Objectif
Citez intégralement l'extrait consacré à l'homme riche de l'Évangile, sans en modifier le moindre mot.

Extrait du texte
Faisons de l’Eglise une famille aimante

28ème dimanche du temps ordinaire - 13 octobre 2024

Mc 10, 17-30

Quand on réunit les données des trois évangiles de Matthieu, Marc et Luc sur cet homme riche, on aboutit à un étonnant face à face avec Jésus ! Ils sont tous d’accord sur son désir d’absolu. Il vient en courant ! Comme sur sa bonne éducation : c’est un homme qui connaît et respecte les usages et les lois. Conscient de ses talents, il veut progresser, savoir ce qu’il doit faire « pour avoir la vie éternelle en héritage ». Marc et Luc utilisent la même expression que Matthieu omet ou élude, lui faisant seulement dire : « Que dois-je faire de bon pour avoir la vie éternelle ? » (Mt 19, 16).

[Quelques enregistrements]
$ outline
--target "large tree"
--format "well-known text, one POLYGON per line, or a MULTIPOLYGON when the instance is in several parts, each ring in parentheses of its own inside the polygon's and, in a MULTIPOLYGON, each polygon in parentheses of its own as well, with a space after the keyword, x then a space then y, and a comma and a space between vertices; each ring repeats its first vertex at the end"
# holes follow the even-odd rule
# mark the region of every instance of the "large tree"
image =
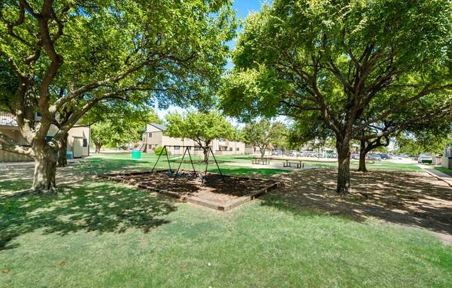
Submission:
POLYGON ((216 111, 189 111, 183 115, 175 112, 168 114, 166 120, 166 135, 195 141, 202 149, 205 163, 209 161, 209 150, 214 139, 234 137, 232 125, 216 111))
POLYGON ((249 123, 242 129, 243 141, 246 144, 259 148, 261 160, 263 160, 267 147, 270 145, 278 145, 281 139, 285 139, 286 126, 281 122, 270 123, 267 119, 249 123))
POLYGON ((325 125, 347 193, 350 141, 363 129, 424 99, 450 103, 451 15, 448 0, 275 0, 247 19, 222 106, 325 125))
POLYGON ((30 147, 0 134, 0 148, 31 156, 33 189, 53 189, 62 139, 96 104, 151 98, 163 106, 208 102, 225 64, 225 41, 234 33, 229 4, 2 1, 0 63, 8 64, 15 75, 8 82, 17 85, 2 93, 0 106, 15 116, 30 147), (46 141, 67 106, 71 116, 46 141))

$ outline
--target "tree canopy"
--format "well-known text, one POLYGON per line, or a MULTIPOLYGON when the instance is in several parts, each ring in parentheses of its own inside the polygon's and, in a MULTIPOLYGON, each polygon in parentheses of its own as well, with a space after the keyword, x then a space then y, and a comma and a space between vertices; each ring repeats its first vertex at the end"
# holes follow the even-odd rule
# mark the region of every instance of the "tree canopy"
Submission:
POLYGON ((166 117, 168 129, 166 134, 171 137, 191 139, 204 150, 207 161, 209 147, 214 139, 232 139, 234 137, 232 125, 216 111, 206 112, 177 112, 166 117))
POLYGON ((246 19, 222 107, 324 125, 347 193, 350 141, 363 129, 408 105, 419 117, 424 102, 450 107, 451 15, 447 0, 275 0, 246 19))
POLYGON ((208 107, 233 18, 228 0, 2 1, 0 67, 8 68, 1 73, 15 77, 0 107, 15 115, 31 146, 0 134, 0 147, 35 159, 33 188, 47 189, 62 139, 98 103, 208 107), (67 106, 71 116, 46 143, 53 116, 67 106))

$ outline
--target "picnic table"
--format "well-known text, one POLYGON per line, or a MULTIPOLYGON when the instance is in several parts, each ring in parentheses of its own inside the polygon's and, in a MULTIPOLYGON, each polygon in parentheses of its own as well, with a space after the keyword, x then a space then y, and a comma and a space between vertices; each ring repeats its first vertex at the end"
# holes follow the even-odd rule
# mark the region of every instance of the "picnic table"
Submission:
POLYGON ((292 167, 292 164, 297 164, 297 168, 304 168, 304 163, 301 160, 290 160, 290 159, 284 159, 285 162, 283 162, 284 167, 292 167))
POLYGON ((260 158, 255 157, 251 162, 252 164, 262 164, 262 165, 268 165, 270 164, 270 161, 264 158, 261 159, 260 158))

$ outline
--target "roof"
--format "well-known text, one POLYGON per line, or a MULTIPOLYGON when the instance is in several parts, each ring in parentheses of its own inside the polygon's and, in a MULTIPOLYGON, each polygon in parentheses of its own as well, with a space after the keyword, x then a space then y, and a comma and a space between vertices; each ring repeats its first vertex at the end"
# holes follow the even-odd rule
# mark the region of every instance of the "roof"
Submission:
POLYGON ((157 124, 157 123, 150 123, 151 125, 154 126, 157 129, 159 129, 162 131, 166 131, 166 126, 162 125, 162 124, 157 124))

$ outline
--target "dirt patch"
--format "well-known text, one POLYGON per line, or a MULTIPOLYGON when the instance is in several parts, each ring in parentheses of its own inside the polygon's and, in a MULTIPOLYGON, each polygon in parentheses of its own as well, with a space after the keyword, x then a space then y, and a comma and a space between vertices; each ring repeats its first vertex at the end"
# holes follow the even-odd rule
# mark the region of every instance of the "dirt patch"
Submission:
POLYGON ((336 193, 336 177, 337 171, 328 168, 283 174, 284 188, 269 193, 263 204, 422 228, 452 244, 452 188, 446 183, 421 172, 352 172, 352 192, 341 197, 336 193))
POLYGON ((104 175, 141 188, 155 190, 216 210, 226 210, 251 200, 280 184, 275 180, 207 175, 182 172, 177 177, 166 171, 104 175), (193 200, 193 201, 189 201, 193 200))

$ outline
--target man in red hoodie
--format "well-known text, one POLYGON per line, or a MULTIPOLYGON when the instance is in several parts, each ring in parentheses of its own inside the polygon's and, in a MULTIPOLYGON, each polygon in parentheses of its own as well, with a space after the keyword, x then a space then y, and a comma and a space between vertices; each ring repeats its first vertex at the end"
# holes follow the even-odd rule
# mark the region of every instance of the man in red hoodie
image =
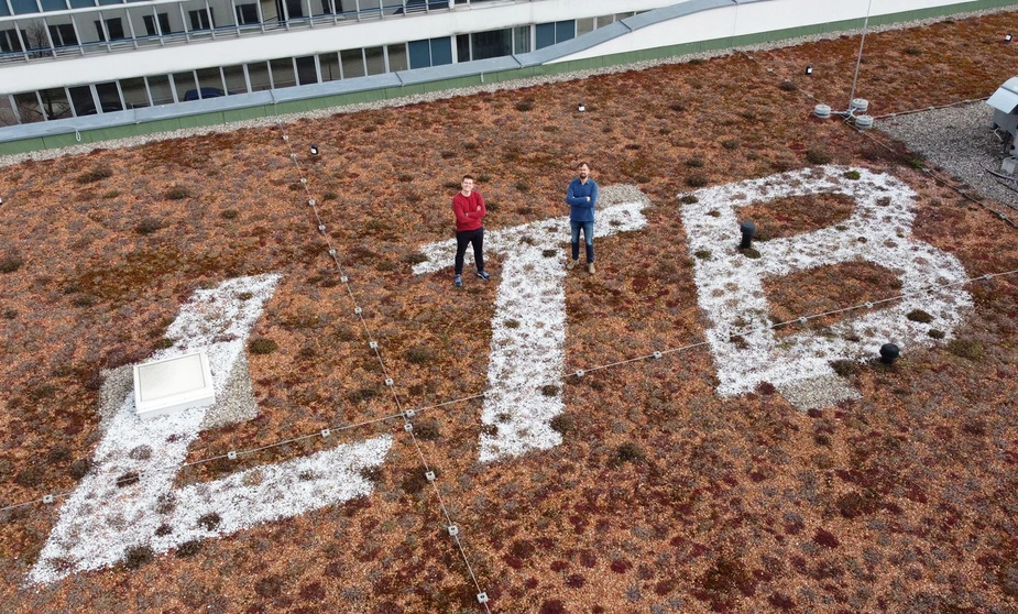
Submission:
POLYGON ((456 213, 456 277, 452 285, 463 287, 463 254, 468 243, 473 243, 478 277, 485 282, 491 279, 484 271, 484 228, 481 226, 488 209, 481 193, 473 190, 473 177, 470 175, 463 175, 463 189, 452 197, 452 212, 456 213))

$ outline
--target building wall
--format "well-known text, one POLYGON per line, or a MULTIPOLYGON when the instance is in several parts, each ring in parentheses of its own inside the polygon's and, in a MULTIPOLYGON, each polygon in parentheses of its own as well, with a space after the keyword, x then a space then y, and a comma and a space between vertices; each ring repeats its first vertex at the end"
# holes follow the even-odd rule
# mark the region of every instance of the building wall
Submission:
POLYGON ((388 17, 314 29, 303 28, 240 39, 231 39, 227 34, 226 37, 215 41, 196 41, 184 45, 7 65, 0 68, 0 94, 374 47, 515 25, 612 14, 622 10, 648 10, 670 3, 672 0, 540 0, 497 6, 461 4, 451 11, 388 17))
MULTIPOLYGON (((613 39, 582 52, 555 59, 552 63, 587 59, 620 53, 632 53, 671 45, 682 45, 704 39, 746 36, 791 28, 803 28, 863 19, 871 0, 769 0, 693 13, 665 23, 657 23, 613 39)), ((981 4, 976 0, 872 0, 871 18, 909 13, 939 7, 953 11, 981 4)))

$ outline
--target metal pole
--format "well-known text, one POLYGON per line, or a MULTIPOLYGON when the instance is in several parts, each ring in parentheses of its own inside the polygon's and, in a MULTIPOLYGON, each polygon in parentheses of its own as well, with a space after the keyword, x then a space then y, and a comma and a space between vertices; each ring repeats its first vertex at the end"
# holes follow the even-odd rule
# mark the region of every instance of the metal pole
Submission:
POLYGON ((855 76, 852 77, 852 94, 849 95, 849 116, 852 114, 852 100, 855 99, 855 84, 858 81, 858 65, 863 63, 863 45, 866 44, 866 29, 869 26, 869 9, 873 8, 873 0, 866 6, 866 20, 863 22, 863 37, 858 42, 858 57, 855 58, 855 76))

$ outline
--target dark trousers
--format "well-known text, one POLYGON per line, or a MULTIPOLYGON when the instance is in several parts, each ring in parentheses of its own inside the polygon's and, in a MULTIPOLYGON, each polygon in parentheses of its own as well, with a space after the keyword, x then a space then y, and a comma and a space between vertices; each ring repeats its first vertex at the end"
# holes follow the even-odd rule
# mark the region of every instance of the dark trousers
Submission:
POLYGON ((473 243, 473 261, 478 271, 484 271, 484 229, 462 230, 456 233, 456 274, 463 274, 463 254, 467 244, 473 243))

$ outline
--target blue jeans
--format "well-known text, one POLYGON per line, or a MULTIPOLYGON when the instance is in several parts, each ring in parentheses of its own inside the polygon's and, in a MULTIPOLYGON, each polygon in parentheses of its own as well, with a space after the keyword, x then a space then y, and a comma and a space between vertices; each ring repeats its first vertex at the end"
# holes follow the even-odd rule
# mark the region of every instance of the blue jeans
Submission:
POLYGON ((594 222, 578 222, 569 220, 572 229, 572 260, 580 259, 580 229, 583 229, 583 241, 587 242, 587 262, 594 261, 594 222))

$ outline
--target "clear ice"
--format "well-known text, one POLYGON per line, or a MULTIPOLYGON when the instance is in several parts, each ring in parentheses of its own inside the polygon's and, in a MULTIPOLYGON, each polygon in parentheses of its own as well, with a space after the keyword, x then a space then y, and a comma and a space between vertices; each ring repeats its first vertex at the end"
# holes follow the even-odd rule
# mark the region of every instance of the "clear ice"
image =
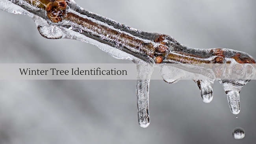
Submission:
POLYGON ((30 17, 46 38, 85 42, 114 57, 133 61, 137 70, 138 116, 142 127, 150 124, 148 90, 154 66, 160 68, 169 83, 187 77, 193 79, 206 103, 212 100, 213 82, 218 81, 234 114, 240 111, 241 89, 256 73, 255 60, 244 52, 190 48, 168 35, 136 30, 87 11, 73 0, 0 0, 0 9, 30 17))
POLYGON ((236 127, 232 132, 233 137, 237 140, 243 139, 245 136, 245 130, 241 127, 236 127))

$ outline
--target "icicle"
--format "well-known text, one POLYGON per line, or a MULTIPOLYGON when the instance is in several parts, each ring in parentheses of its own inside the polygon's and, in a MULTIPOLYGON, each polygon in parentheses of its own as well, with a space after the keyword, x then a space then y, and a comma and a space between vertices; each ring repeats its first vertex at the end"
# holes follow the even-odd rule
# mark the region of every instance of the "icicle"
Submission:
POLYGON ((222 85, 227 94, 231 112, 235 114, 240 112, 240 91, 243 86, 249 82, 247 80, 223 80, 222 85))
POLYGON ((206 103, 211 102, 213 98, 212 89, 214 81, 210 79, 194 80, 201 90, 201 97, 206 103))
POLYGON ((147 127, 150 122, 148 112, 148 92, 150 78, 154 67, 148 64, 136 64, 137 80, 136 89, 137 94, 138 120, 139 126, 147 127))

---

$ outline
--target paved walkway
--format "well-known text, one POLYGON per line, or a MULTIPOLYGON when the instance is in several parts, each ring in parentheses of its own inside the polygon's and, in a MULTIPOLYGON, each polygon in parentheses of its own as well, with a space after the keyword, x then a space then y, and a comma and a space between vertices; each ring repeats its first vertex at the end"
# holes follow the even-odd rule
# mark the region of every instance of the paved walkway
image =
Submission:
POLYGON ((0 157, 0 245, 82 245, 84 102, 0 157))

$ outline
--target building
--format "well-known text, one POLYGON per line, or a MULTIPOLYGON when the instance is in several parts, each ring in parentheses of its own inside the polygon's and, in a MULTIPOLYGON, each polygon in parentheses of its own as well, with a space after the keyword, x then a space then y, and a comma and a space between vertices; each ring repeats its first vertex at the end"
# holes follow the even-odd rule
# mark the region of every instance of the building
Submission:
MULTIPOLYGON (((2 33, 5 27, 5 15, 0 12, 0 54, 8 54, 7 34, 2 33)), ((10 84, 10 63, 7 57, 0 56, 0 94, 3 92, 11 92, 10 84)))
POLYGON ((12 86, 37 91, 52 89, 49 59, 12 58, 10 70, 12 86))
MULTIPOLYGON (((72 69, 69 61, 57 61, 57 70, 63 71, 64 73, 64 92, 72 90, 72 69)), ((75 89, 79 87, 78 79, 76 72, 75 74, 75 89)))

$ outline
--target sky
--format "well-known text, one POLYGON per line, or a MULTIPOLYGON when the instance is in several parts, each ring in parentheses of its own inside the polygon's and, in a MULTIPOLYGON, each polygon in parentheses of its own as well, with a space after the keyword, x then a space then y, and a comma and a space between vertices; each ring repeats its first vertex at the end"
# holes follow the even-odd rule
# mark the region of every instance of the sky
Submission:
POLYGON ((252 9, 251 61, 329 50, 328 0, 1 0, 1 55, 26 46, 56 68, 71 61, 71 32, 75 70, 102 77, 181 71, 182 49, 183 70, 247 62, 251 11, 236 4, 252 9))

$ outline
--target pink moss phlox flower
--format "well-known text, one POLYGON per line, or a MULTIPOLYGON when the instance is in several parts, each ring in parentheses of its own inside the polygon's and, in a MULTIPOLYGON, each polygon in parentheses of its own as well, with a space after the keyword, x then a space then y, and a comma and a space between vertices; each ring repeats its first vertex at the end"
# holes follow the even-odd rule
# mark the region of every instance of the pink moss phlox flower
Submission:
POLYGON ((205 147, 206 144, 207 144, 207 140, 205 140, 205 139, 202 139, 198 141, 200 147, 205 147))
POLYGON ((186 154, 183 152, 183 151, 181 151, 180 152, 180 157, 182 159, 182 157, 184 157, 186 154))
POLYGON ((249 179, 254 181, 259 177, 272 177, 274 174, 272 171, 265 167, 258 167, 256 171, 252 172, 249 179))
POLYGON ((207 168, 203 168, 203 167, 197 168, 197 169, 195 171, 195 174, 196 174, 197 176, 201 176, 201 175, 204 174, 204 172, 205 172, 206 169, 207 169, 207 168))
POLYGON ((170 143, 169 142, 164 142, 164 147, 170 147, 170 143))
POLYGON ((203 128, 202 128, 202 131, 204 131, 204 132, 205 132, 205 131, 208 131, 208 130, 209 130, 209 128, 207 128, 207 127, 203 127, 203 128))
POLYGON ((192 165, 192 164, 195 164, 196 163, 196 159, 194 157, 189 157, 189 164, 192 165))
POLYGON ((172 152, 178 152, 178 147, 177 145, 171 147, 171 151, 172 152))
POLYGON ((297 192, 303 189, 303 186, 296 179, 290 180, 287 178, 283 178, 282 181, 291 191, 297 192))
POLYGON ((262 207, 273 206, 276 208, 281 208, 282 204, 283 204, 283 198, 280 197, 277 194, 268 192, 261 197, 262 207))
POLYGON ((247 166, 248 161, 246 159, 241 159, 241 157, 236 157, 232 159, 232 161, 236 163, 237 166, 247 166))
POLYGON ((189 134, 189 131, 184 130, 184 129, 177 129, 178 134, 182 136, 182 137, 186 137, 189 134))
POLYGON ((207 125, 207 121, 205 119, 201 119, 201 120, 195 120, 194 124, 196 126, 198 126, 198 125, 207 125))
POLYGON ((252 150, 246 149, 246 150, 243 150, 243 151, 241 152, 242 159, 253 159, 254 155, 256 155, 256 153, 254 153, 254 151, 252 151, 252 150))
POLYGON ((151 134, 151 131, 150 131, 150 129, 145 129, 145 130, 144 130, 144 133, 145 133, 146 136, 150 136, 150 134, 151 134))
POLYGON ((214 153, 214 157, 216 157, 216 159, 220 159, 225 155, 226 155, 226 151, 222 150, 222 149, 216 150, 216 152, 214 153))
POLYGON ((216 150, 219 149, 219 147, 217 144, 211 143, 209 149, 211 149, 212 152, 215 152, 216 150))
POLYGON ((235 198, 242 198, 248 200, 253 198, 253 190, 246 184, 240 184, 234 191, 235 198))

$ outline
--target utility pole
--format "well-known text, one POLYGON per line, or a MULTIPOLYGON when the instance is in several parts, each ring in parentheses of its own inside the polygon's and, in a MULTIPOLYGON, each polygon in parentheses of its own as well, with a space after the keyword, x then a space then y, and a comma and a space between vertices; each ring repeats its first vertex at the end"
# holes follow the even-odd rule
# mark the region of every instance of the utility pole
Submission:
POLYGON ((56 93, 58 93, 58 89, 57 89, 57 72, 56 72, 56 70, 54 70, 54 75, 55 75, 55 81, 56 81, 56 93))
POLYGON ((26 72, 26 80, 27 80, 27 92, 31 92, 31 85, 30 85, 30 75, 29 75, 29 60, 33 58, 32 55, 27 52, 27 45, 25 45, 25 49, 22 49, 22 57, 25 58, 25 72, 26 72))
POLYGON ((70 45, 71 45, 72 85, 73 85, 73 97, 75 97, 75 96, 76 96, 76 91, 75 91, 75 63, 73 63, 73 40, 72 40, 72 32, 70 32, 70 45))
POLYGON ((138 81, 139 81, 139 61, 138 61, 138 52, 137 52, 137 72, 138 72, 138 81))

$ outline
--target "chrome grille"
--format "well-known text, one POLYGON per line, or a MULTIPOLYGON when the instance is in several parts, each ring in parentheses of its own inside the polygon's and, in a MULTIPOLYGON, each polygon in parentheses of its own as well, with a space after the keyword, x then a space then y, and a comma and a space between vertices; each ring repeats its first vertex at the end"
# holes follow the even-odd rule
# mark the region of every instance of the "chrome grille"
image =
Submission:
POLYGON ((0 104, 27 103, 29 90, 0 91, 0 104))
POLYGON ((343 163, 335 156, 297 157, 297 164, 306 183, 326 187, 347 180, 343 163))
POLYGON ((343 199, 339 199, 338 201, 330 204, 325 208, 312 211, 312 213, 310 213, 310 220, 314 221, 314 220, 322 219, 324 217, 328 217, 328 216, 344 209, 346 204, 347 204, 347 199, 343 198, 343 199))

Tâche accomplie
Faisons de l’Eglise une famille aimante

28ème dimanche du temps ordinaire - 13 octobre 2024

Mc 10, 17-30

Quand on réunit les données des trois évangiles de Matthieu, Marc et Luc sur cet homme riche, on aboutit à un étonnant face à face avec Jésus ! Ils sont tous d’accord sur son désir d’absolu. Il vient en courant ! Comme sur sa bonne éducation : c’est un homme qui connaît et respecte les usages et les lois. Conscient de ses talents, il veut progresser, savoir ce qu’il doit faire « pour avoir la vie éternelle en héritage ». Marc et Luc utilisent la même expression que Matthieu omet ou élude, lui faisant seulement dire : « Que dois-je faire de bon pour avoir la vie éternelle ? » (Mt 19, 16).